- GOAL -
An exact copy of the records is required, minus the pictures they hold.

- DATA ENTRIES -
============================================================

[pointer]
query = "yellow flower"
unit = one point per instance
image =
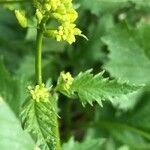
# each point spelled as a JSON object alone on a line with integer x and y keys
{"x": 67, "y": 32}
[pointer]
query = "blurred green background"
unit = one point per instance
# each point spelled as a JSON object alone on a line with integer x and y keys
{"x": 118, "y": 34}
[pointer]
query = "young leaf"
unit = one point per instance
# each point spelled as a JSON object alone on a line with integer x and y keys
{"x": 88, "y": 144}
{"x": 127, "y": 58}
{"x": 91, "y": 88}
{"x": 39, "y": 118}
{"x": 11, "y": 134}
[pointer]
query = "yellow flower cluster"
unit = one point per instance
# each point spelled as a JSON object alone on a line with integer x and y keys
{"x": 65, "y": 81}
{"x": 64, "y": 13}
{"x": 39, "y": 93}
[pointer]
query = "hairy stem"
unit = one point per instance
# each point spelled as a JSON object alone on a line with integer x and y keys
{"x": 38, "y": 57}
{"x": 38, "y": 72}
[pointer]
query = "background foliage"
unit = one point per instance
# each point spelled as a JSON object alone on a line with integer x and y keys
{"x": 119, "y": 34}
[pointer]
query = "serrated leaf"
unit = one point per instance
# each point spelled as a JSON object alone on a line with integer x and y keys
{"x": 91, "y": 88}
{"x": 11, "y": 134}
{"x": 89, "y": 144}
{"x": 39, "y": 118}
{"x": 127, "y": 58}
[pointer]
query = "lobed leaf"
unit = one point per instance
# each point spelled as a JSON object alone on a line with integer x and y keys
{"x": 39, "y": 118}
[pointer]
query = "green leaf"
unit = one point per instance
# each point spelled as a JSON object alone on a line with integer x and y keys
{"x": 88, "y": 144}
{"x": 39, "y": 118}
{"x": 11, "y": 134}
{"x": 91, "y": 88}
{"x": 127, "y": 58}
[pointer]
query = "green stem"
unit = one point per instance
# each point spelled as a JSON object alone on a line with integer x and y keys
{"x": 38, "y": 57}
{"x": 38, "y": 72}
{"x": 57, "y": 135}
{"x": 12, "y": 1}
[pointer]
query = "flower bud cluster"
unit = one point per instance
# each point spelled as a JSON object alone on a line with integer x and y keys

============================================================

- RESPONSE TO THIS EXERCISE -
[pointer]
query = "yellow flower"
unit = one point per instance
image =
# each point spelled as a JSON object alone on a line with integer x and y keys
{"x": 67, "y": 32}
[pointer]
query = "blurred green background"
unit = one point per instance
# each point spelled as a JSON object alone on a line with integer x and y keys
{"x": 118, "y": 34}
[pointer]
query = "young leaf"
unit = one point per instance
# each point spelled as a JSON object alone on a line with integer x and y keys
{"x": 88, "y": 144}
{"x": 127, "y": 58}
{"x": 91, "y": 88}
{"x": 39, "y": 118}
{"x": 11, "y": 134}
[pointer]
query = "yellow flower cluster"
unit = one point per instance
# each point spelled as a JSON object alone on a line with integer x and y keys
{"x": 65, "y": 81}
{"x": 64, "y": 13}
{"x": 39, "y": 93}
[pointer]
query = "hairy stem"
unit = one point per instance
# each point spelled as a JSON object alone on a line with integer x and y keys
{"x": 38, "y": 57}
{"x": 38, "y": 72}
[pointer]
query = "background foliage"
unit = one point per instance
# each point spelled as a JSON object alone on a line with integer x and y keys
{"x": 119, "y": 34}
[pointer]
query = "serrated leaf"
unit = one point per instance
# each point spelled as a JSON object alone on a line with integer x and y keys
{"x": 91, "y": 88}
{"x": 11, "y": 134}
{"x": 89, "y": 144}
{"x": 39, "y": 118}
{"x": 127, "y": 58}
[pointer]
query = "lobed leaf"
unit = one point per instance
# each point spelled as a JSON object alone on a line with integer x and y keys
{"x": 39, "y": 118}
[pointer]
query = "green leaf"
unit = one point per instance
# each point spelled as a JSON object alone on a line with integer x and y keys
{"x": 88, "y": 144}
{"x": 39, "y": 118}
{"x": 11, "y": 134}
{"x": 91, "y": 88}
{"x": 127, "y": 58}
[pointer]
query = "green stem"
unit = one point per instance
# each point spelled as a JSON object alone on a line with integer x and y keys
{"x": 38, "y": 57}
{"x": 38, "y": 72}
{"x": 57, "y": 135}
{"x": 12, "y": 1}
[pointer]
query = "flower bud cluster"
unit = one point per instance
# each point spelled as a JSON object alone on a line with integer x and y keys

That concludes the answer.